:: What this task involves ::
Copy each record below without changing a single word.

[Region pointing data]

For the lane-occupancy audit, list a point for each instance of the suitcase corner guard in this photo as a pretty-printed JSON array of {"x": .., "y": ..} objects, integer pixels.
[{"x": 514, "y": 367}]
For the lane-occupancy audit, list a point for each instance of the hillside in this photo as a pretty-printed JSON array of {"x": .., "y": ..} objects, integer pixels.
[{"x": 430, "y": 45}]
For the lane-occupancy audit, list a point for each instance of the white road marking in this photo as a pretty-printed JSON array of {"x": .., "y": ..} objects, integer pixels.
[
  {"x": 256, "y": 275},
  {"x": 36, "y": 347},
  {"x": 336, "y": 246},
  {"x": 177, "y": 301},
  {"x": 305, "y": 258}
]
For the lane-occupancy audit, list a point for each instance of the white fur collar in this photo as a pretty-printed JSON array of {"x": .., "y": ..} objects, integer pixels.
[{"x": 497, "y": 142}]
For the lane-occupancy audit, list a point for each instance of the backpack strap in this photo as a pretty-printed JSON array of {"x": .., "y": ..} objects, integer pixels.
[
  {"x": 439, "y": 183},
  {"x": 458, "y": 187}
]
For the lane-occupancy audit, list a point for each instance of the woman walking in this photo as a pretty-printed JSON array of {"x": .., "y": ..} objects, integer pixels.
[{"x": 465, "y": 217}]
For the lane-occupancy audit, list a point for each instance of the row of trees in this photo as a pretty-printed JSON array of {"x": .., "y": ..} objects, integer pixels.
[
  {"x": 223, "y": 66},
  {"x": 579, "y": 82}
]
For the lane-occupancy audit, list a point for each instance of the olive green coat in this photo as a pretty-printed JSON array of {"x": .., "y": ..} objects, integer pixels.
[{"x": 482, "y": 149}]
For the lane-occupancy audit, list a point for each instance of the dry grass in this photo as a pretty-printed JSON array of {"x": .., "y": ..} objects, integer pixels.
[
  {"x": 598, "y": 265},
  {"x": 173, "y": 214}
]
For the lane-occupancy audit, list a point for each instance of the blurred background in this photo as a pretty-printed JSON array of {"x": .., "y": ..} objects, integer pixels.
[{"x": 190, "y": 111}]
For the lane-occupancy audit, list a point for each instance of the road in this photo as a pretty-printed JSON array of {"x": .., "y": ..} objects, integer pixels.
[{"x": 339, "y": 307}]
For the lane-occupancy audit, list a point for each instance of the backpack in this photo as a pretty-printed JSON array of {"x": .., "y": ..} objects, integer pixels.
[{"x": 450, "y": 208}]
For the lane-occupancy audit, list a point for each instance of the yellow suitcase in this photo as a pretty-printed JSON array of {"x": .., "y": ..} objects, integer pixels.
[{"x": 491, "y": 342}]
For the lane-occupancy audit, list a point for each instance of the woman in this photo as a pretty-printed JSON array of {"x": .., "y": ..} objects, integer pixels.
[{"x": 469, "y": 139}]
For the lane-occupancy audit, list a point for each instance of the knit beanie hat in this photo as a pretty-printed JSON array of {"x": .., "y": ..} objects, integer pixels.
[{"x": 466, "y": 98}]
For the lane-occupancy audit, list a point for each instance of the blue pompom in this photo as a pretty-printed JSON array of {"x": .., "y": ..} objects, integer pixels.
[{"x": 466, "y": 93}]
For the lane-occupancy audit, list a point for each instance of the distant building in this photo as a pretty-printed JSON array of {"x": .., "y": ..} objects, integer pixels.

:: Result for this exercise ::
For the lane-occupancy audit, list a point for each instance of the suitcase corner guard in this photo as a pretty-printed JSON array of {"x": .., "y": ..} objects, integer pixels.
[{"x": 514, "y": 367}]
For the lane-occupancy audit, list a point for each instance of the hillside in this photo as a pretty-printed JSON array of {"x": .., "y": ..} objects, integer pixels.
[{"x": 430, "y": 45}]
For the lane-occupancy audit, list a point for each instance of the white road marking in this photo as a pretty-printed JSON array of {"x": .., "y": ..} objects, integer pixels.
[
  {"x": 256, "y": 275},
  {"x": 36, "y": 347},
  {"x": 336, "y": 246},
  {"x": 177, "y": 301},
  {"x": 305, "y": 258}
]
For the lane-occupancy audit, list a point for each instance of the white fur collar in this photo as a pretty-printed JSON array of {"x": .., "y": ..} objects, integer pixels.
[{"x": 497, "y": 142}]
For the lane-occupancy audit, list a point for each instance of the backpack strap in this photo as a pretty-printed JSON array of {"x": .., "y": ..} objects, integer pixels.
[
  {"x": 439, "y": 183},
  {"x": 458, "y": 187}
]
For the lane-occupancy audit, list a point for each instance of the woman walking in this photo as a pretty-printed JSON array of {"x": .., "y": ..} objects, integer pixels.
[{"x": 465, "y": 217}]
For the lane-occupancy audit, list a point for each instance of the row of trees in this photo as a pretty-printed JSON array of {"x": .., "y": ..} objects, integer pixels.
[
  {"x": 223, "y": 66},
  {"x": 579, "y": 82}
]
For the lane-occupancy audit, list a point for each instance of the olive green coat in this photo as a pretty-printed JSON array of {"x": .., "y": ..} objects, integer pixels.
[{"x": 482, "y": 149}]
For the lane-occupancy audit, list a point for each instance of the dry grass in this photo as a pretty-printed JSON array of {"x": .., "y": ..} objects, integer pixels.
[
  {"x": 598, "y": 265},
  {"x": 173, "y": 214}
]
For the lane-occupancy audit, list a point for each instance of the blurred background in this photo as a pretty-printed JSON array of {"x": .., "y": ..} objects, integer pixels.
[{"x": 190, "y": 111}]
For the lane-occupancy audit, list a point for each instance of the road in this photo as a pretty-printed JSON array of {"x": .., "y": ..} objects, integer pixels.
[{"x": 339, "y": 307}]
For the lane-occupancy audit, list a point for each instance of the backpack in this photo as a pretty-printed JSON array of {"x": .., "y": ..} objects, integer pixels.
[{"x": 450, "y": 208}]
For the lane-occupancy audit, list a point for each instance of the yellow suitcase in this photo as a pretty-printed JSON array of {"x": .., "y": ..} objects, integer pixels.
[{"x": 491, "y": 342}]
For the lane-occupancy audit, list a point for each instance of the woman in this photo as a pretty-printed JSON array of {"x": .., "y": ..} objects, integer pixels.
[{"x": 469, "y": 139}]
For the lane-occupancy audit, list a point for each instance of the knit beanie hat in this photo as a pretty-printed JSON array of {"x": .., "y": ..} objects, integer pixels.
[{"x": 466, "y": 98}]
For the lane-occupancy audit, list a point for each instance of the blue pompom in this photo as a pretty-printed JSON array of {"x": .., "y": ..} objects, integer pixels.
[{"x": 466, "y": 93}]
For the lane-occupancy audit, list a point for each instance of the distant building in this photo as a pretty-printed JSON array of {"x": .., "y": ..} objects, integer pixels.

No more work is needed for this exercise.